Selected extract –
The aluminum maker needs the state permit to renew its hydroelectric license

Alcoa has been granted a new shot at the state permit it needs to renew its long-contested hydroelectric license on the Yadkin River.

A judge dismissed the aluminum maker’s challenge of the N.C. Division of Water Quality, which granted the permit in 2009 but revoked it the next year. The division cited an “intentional omission” in water-quality data Alcoa submitted.

Last week a state administrative judge agreed with Alcoa’s request to dismiss its appeal of the revocation. That let the company reapply for the permit, this time with data that Alcoa believes will be convincing.

Alcoa needs the permit before the Federal Energy Regulatory Commission can renew its 50-year license for four dams on the Yadkin. The license has been in dispute for years, with Stanly County and some legislators arguing that the river should be under local control.

Alcoa’s new chance at a state permit is also likely to be contentious. The state will seek public comment once the application is posted online and is likely to schedule a public hearing.

“We’ve got a new application in here, and we’re going to process it like we would for any other (water-quality permit),” said Water Quality spokeswoman Susan Massengale.

Judge Joe Webster rejected the division’s practice of refusing to consider a new application when a previous one was unresolved. The practice is not supported by state law or rules, he said, and could unfairly work against Alcoa.

Alcoa filed its new permit application the day after Webster’s order. Federal law gives the state one year to act on it.

Ray Barham, Alcoa’s Yadkin licensing manager, said the new application includes water-quality monitoring and testing data that was not part of the original filing in 2008.

Since then the company has installed aerators on three of the four units at its Narrows dam, which impounds Badin Lake. That improved dissolved-oxygen levels in the water released downstream, Barham said, and now meets state water standards.

“The debate was over whether (the aerators) worked or not,” he said. “Now that we have proof that it works, it shouldn’t be an issue.”

In a separate matter, Alcoa agreed last month to cap sediment in two sections of Badin Lake that were contaminated by its now-closed smelting plant. Chemicals called PCBs, banned decades ago because they cause cancer and other health problems, have settled to the lake bottom.

Badin Lake is under a state advisory on eating PCB-contaminated fish. Two North Carolina agencies are working with the Environmental Protection Agency to sample fish and sediment elsewhere in the Yadkin River lakes.

Problems to solve –
**a)** From the article on Alcoa's Yadkin River permit, extract the passage from "Ray Barham, Alcoa’s" up to and including "filing in 2008.".
**b)** Translate this sentence from the article on Alcoa's Yadkin River permit into Spanish: "The state will seek public comment once the application is posted online and is likely to schedule a public hearing."
The material after this article is separate from it and unrelated.

Data segment –
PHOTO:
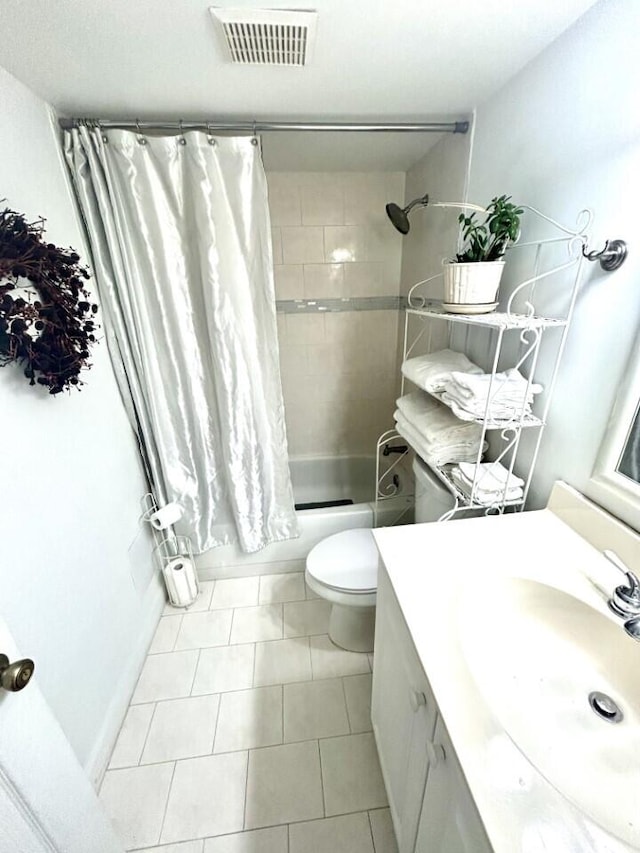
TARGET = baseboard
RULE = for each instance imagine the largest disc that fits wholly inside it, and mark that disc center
(96, 764)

Your written answers –
**a)**
Ray Barham, Alcoa’s Yadkin licensing manager, said the new application includes water-quality monitoring and testing data that was not part of the original filing in 2008.

**b)** El estado solicitará comentarios del público una vez que la solicitud se publique en línea, y es probable que programe una audiencia pública.